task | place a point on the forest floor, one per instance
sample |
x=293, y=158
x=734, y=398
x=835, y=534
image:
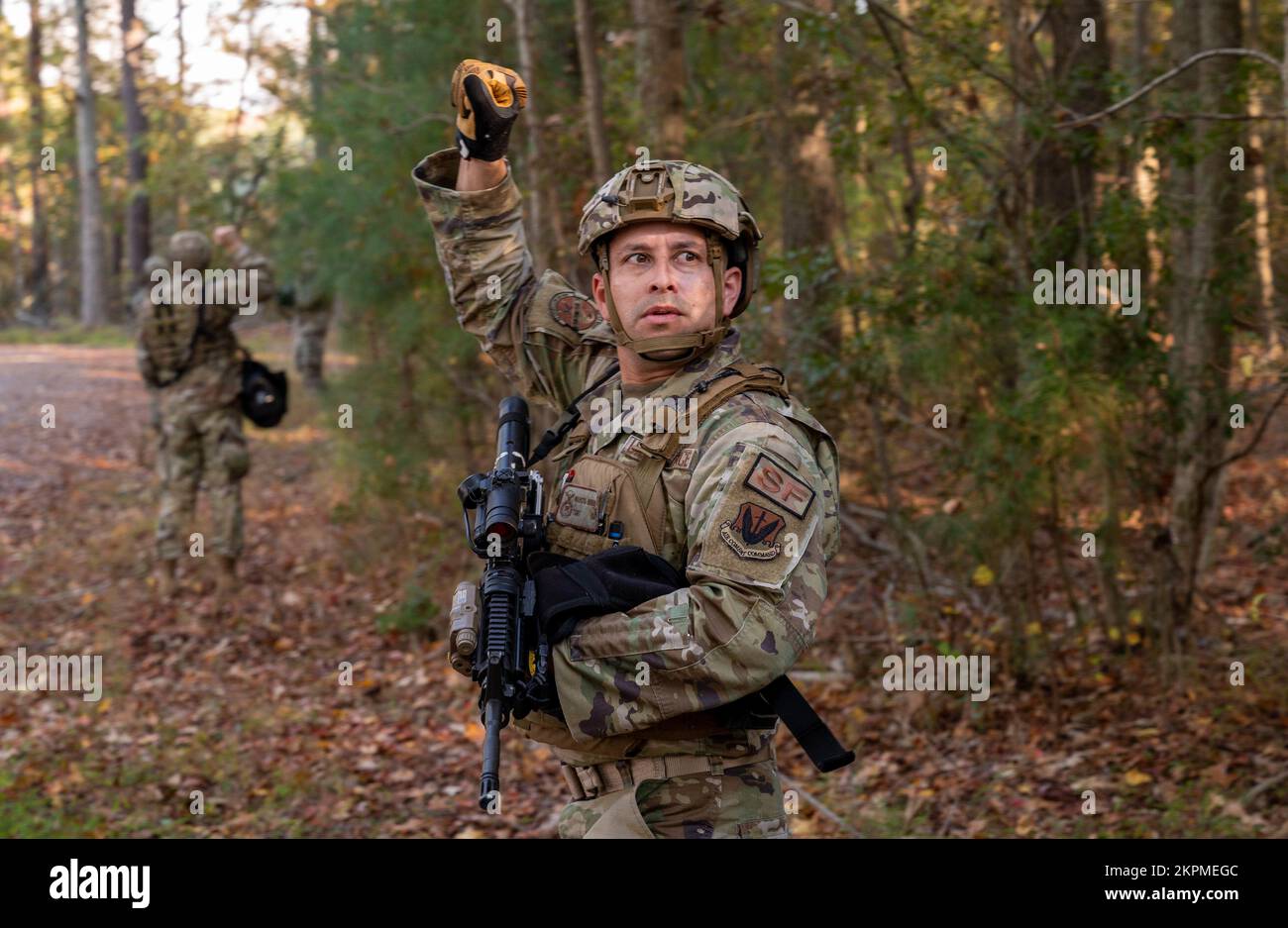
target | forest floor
x=249, y=711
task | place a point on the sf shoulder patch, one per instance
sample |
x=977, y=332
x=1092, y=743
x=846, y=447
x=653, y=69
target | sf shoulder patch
x=574, y=310
x=774, y=481
x=759, y=521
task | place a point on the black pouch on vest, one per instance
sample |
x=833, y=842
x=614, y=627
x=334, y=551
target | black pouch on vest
x=263, y=396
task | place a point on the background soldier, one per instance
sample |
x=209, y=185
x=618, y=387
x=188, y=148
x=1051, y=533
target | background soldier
x=309, y=306
x=189, y=356
x=747, y=512
x=140, y=306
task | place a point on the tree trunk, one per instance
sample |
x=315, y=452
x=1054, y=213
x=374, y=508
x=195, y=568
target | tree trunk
x=38, y=275
x=317, y=62
x=540, y=240
x=93, y=310
x=1065, y=168
x=1207, y=278
x=138, y=226
x=180, y=207
x=660, y=75
x=591, y=90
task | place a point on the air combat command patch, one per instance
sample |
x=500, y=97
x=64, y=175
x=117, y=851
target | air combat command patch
x=760, y=523
x=574, y=310
x=751, y=533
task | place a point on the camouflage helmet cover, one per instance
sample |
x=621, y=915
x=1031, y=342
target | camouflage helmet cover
x=191, y=249
x=677, y=192
x=648, y=190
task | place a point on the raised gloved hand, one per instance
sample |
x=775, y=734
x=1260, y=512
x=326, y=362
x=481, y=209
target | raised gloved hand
x=487, y=99
x=613, y=580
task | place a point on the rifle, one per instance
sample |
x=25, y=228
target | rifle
x=500, y=645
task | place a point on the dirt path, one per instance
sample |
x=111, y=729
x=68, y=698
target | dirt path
x=250, y=711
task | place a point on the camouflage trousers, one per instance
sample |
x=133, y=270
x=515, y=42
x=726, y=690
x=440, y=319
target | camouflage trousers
x=309, y=335
x=738, y=802
x=200, y=446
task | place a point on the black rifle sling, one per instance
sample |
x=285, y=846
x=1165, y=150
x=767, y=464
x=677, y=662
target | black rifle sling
x=806, y=727
x=571, y=416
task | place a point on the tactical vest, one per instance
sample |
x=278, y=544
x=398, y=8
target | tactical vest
x=601, y=502
x=168, y=334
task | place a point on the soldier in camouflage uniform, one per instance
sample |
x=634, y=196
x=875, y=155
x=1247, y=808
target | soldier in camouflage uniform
x=189, y=358
x=309, y=309
x=140, y=305
x=747, y=511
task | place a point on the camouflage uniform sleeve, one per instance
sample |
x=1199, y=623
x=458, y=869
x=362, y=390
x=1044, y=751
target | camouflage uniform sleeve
x=545, y=336
x=248, y=258
x=756, y=572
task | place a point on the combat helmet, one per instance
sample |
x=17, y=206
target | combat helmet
x=189, y=249
x=678, y=192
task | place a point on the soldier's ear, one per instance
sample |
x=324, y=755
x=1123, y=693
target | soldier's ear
x=733, y=288
x=596, y=290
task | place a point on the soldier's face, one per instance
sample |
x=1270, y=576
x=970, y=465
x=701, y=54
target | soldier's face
x=661, y=280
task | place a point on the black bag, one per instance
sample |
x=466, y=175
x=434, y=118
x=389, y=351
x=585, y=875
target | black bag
x=263, y=394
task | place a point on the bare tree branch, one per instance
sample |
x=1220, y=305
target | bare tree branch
x=1162, y=78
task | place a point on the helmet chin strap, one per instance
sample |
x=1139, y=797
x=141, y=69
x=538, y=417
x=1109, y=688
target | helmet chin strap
x=695, y=344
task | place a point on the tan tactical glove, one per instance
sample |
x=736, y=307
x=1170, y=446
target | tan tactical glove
x=487, y=99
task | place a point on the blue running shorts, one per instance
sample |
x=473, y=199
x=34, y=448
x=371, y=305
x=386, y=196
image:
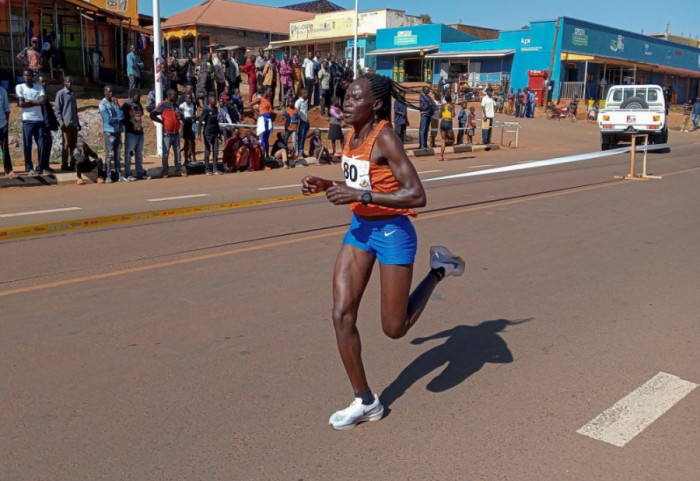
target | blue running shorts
x=393, y=241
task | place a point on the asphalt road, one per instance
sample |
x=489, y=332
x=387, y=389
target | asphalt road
x=201, y=347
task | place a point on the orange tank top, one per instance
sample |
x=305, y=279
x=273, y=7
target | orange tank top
x=361, y=173
x=265, y=106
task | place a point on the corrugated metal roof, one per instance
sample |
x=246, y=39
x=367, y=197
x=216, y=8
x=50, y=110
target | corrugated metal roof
x=237, y=15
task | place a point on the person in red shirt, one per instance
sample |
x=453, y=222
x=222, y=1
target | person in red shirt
x=168, y=113
x=382, y=187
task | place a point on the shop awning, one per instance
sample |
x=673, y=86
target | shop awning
x=307, y=41
x=472, y=54
x=402, y=51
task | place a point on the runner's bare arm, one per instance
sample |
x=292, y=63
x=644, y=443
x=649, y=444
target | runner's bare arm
x=387, y=150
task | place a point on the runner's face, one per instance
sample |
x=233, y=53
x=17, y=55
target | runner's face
x=359, y=104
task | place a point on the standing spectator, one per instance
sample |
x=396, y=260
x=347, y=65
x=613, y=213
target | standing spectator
x=291, y=124
x=233, y=71
x=687, y=113
x=133, y=68
x=112, y=128
x=302, y=108
x=67, y=117
x=189, y=116
x=286, y=72
x=270, y=72
x=696, y=114
x=530, y=103
x=298, y=73
x=30, y=98
x=400, y=119
x=168, y=114
x=488, y=111
x=133, y=138
x=324, y=80
x=31, y=56
x=309, y=75
x=265, y=119
x=50, y=125
x=435, y=119
x=426, y=108
x=249, y=70
x=174, y=70
x=188, y=71
x=209, y=122
x=462, y=122
x=260, y=61
x=336, y=133
x=4, y=133
x=219, y=73
x=85, y=160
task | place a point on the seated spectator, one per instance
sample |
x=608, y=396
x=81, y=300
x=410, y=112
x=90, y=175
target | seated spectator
x=255, y=152
x=319, y=151
x=86, y=160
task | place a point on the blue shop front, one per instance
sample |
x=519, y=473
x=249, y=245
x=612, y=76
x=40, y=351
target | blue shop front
x=567, y=57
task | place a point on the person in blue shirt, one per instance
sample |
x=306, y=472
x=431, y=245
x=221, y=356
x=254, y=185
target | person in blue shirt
x=400, y=119
x=112, y=128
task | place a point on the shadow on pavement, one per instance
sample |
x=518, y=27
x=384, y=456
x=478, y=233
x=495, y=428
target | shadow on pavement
x=466, y=349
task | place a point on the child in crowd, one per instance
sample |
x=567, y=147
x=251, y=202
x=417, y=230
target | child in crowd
x=317, y=149
x=85, y=161
x=209, y=122
x=336, y=133
x=188, y=118
x=462, y=122
x=471, y=126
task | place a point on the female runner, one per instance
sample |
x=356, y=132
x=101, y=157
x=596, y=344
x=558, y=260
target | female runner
x=382, y=186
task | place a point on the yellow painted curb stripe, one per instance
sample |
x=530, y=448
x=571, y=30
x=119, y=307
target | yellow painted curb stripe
x=18, y=232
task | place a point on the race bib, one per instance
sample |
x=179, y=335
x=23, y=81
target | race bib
x=356, y=173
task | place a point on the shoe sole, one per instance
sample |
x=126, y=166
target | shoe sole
x=373, y=417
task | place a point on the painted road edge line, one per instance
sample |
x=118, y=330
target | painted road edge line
x=191, y=196
x=628, y=417
x=49, y=211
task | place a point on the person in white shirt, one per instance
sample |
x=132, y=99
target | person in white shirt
x=30, y=98
x=302, y=106
x=488, y=109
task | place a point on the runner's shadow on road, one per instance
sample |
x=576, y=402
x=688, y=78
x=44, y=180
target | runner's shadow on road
x=466, y=349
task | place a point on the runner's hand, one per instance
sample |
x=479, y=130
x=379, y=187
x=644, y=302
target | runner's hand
x=313, y=185
x=339, y=194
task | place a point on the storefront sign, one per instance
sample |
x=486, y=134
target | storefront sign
x=579, y=38
x=618, y=45
x=405, y=37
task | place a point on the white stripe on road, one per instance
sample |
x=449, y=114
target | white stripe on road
x=288, y=186
x=634, y=412
x=17, y=214
x=543, y=163
x=178, y=197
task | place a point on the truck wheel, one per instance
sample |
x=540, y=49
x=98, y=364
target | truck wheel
x=635, y=103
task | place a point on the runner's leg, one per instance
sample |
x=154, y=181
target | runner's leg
x=350, y=277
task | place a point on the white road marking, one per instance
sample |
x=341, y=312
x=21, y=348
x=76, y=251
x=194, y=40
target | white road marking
x=632, y=414
x=543, y=163
x=178, y=197
x=17, y=214
x=279, y=187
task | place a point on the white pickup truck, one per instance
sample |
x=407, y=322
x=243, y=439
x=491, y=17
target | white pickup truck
x=633, y=109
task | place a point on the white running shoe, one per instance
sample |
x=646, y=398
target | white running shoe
x=441, y=257
x=357, y=413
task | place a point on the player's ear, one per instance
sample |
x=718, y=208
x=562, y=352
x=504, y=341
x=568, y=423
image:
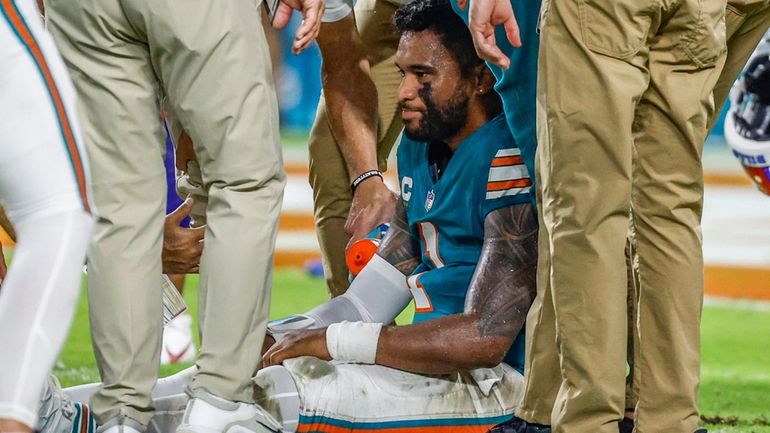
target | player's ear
x=483, y=78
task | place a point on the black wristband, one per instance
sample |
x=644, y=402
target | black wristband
x=362, y=177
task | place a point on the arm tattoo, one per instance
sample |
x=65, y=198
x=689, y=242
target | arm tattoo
x=504, y=284
x=399, y=247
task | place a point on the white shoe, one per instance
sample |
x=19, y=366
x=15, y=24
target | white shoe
x=57, y=414
x=122, y=428
x=178, y=343
x=207, y=413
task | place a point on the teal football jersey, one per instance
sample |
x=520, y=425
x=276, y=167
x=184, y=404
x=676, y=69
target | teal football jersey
x=517, y=85
x=486, y=172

The request: Retype the rows from the line with "task | place a point on the soldier's ear, one" up to and including the line with "x=661, y=280", keeping each line identical.

Task solution:
task | place a point on the soldier's ear, one per instance
sample |
x=324, y=755
x=1123, y=693
target | soldier's ear
x=733, y=288
x=596, y=290
task | place a point on the soldier's face, one per instance
sample |
x=1270, y=576
x=970, y=465
x=701, y=54
target | soldier's face
x=661, y=280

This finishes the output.